*Text shown*.
>>>
Illwork on exclusions for the AV, and well look into our triggers a bit.

BTW, I happened to check in our commit log to see when we installed the
dead man switch I referred to, and the commit message is quite
interesting:

Author: Tom Lane <tgl@sss.pgh.pa.us>
Branch: master Release: REL8_4_BR [969d7cd43] 2009-05-05 19:59:00 +0000

Install a "dead man switch" to allow the postmaster to detect cases where
a backend has done exit(0) or exit(1) without having disengaged itself
from shared memory. We are at risk for this whenever third-party code is
loaded into a backend, since such code might not know it's supposed to go
through proc_exit() instead. Also, it is reported that under Windows
there are ways to externally kill a process that cause the status code
returned to the postmaster to be indistinguishable from a voluntary exit
(thank you, Microsoft). If this does happen then the system is probably
hosed --- for instance, the dead session might still be holding locks.
So the best recovery method is to treat this like a backend crash.

The dead man switch is armed for a particular child process when it
acquires a regular PGPROC, and disarmed when the PGPROC is released;
these should be the first and last touches of shared memory resources
in a backend, or close enough anyway. This choice means there is no
coverage for auxiliary processes, but I doubt we need that, since they
shouldn't be executing any user-provided code anyway.

So it seems like you'd better be looking into the possibility that
something entirely external to Postgres is causing that backend process
to quit with what looks like _exit(1). Unfortunately, this commit is
from before we had a habit of including links to mailing list
discussions in commit messages; but if you dig around in the pghackers
archives near that date you can probably find the thread, and maybe
there will be more info about the Windows aspect. (I'm not a Windows
guy, so this was purely hearsay on my part.)

regards, tom lane
<<<
*Task instructions*. List every function call written with parentheses in the post about the dead man switch. The records are separate material and are unrelated to the post.

[Dataset records]
>>>
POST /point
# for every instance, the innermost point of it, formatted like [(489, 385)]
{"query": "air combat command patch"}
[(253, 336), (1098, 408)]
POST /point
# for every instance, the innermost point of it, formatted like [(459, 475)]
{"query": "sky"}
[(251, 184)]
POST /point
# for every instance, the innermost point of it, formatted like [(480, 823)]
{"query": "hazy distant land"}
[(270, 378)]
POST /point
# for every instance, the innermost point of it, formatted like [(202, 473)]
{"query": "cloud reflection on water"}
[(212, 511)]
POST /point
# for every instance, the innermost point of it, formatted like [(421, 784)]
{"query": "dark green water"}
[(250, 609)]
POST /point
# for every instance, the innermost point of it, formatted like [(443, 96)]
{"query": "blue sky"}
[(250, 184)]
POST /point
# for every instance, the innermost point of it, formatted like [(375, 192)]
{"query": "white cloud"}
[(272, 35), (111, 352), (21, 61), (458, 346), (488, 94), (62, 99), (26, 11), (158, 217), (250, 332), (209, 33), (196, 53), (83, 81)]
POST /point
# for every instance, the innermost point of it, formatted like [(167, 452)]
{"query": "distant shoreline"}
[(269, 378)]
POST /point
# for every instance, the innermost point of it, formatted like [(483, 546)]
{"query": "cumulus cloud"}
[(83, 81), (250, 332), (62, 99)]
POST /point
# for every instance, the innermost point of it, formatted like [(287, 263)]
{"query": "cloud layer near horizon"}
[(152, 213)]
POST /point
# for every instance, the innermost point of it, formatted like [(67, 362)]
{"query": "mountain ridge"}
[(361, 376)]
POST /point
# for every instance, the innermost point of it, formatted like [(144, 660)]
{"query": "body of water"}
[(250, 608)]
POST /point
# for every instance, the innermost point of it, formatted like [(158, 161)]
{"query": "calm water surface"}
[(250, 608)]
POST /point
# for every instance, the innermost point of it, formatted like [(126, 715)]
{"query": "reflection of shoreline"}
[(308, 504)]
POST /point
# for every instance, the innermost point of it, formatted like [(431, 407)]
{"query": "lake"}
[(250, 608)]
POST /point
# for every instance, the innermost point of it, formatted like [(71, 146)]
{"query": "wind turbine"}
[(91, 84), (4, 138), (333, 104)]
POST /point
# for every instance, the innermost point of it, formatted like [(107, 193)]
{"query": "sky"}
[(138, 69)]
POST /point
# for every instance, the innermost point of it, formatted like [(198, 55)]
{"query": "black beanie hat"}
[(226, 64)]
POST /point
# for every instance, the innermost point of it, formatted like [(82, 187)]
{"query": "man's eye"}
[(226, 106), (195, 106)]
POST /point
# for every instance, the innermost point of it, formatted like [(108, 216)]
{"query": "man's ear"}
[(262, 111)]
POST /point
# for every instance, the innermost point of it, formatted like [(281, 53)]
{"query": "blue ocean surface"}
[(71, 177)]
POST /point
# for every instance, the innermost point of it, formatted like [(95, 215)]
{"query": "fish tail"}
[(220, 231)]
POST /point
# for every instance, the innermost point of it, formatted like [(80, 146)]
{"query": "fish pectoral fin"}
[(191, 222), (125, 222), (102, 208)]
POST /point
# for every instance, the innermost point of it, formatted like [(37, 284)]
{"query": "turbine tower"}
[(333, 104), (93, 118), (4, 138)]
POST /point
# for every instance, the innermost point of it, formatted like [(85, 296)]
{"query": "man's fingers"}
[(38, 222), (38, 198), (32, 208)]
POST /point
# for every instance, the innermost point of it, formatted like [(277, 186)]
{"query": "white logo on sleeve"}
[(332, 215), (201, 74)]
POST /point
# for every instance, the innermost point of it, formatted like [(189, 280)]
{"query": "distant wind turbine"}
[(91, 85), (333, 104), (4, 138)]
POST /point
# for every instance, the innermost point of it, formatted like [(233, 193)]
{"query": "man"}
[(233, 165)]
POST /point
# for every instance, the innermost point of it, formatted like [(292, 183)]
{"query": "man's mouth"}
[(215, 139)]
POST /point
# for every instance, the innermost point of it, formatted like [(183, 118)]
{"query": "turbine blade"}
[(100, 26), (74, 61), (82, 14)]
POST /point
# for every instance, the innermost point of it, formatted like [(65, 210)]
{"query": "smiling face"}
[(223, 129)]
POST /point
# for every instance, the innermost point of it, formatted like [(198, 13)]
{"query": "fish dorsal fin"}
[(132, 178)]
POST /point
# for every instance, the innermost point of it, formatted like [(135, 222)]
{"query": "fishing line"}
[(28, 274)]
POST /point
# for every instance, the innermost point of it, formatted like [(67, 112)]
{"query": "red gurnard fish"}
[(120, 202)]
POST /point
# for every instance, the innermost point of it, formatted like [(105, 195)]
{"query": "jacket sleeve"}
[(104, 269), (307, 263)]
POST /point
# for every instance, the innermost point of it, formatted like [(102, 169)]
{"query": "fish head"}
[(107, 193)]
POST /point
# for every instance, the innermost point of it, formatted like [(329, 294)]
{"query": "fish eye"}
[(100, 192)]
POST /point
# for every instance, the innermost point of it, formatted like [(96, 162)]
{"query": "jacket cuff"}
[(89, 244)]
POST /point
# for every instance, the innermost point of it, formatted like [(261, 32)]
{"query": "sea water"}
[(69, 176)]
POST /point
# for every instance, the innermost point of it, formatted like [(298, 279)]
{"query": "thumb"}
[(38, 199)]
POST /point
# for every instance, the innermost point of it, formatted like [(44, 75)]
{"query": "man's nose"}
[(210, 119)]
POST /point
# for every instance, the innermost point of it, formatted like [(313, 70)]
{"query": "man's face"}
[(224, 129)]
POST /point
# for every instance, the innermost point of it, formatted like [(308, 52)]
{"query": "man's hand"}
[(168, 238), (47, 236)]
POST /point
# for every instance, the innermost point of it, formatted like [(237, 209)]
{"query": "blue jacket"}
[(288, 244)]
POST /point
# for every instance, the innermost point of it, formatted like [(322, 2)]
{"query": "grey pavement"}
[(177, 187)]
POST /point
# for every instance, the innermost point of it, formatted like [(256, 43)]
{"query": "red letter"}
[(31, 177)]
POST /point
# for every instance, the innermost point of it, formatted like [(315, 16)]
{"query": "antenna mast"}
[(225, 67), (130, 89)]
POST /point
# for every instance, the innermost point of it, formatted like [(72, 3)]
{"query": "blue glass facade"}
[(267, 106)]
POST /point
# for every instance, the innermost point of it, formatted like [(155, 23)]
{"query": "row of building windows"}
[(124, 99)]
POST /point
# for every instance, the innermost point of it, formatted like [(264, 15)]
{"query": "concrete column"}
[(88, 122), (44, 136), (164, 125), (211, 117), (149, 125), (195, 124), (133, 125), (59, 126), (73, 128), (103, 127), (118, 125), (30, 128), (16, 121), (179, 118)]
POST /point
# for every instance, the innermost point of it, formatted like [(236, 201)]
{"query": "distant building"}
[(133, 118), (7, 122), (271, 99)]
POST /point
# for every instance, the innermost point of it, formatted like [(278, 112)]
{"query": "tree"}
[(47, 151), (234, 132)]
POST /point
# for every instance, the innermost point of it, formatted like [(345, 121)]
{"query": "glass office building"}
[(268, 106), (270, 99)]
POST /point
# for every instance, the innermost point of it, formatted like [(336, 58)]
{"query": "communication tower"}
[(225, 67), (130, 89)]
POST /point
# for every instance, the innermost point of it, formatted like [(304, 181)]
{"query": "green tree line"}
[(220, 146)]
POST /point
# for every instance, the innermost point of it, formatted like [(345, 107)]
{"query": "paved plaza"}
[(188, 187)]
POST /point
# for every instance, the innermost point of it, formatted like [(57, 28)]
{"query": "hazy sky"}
<<<
*Answer to this exercise*. exit(0), exit(1), proc_exit(), _exit(1)